◆ **Goal of the exercise**
According to the article on the Whirlpool Galaxy, how far from Earth is the galaxy, and in which constellation does it lie?

◆ **Source**

----

April 5, 2013

Out of This Whirl: the Whirlpool Galaxy (M51) and Companion Galaxy


The graceful, winding arms of the majestic spiral galaxy M51 (NGC 5194) appear like a grand spiral staircase sweeping through space. They are actually long lanes of stars and gas laced with dust.

This sharpest-ever image of the Whirlpool Galaxy, taken in January 2005 with the Advanced Camera for Surveys aboard NASA's Hubble Space Telescope, illustrates a spiral galaxy's grand design, from its curving spiral arms, where young stars reside, to its yellowish central core, a home of older stars. The galaxy is nicknamed the Whirlpool because of its swirling structure.

The Whirlpool's most striking feature is its two curving arms, a hallmark of so-called grand-design spiral galaxies. Many spiral galaxies possess numerous, loosely shaped arms which make their spiral structure less pronounced. These arms serve an important purpose in spiral galaxies. They are star-formation factories, compressing hydrogen gas and creating clusters of new stars. In the Whirlpool, the assembly line begins with the dark clouds of gas on the inner edge, then moves to bright pink star-forming regions, and ends with the brilliant blue star clusters along the outer edge.

Some astronomers believe that the Whirlpool's arms are so prominent because of the effects of a close encounter with NGC 5195, the small, yellowish galaxy at the outermost tip of one of the Whirlpool's arms. At first glance, the compact galaxy appears to be tugging on the arm. Hubble's clear view, however, shows that NGC 5195 is passing behind the Whirlpool. The small galaxy has been gliding past the Whirlpool for hundreds of millions of years.

As NGC 5195 drifts by, its gravitational muscle pumps up waves within the Whirlpool's pancake-shaped disk. The waves are like ripples in a pond generated when a rock is thrown in the water. When the waves pass through orbiting gas clouds within the disk, they squeeze the gaseous material along each arm's inner edge. The dark dusty material looks like gathering storm clouds. These dense clouds collapse, creating a wake of star birth, as seen in the bright pink star-forming regions. The largest stars eventually sweep away the dusty cocoons with a torrent of radiation, hurricane-like stellar winds, and shock waves from supernova blasts. Bright blue star clusters emerge from the mayhem, illuminating the Whirlpool's arms like city streetlights.

The Whirlpool is one of astronomy's galactic darlings. Located 31 million light-years away in the constellation Canes Venatici (the Hunting Dogs), the Whirlpool's beautiful face-on view and closeness to Earth allow astronomers to study a classic spiral galaxy's structure and star-forming processes.

----

◆ **Raw records**
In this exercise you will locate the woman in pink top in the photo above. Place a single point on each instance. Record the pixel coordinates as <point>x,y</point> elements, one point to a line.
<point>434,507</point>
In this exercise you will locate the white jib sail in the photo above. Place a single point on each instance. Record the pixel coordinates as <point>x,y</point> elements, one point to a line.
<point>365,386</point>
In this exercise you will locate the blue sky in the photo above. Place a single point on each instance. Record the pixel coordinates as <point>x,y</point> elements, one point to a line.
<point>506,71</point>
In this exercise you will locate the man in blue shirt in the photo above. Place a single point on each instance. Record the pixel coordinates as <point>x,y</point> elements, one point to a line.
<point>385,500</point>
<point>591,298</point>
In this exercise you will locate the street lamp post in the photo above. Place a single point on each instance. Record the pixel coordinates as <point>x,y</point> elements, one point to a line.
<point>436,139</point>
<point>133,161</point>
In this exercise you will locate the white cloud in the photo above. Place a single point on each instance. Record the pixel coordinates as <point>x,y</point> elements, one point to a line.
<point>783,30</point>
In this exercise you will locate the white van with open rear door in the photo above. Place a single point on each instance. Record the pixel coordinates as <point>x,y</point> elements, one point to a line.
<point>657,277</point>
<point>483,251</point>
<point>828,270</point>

----

◆ **Answer to this problem**
It is 31 million light-years away, in the constellation Canes Venatici (the Hunting Dogs).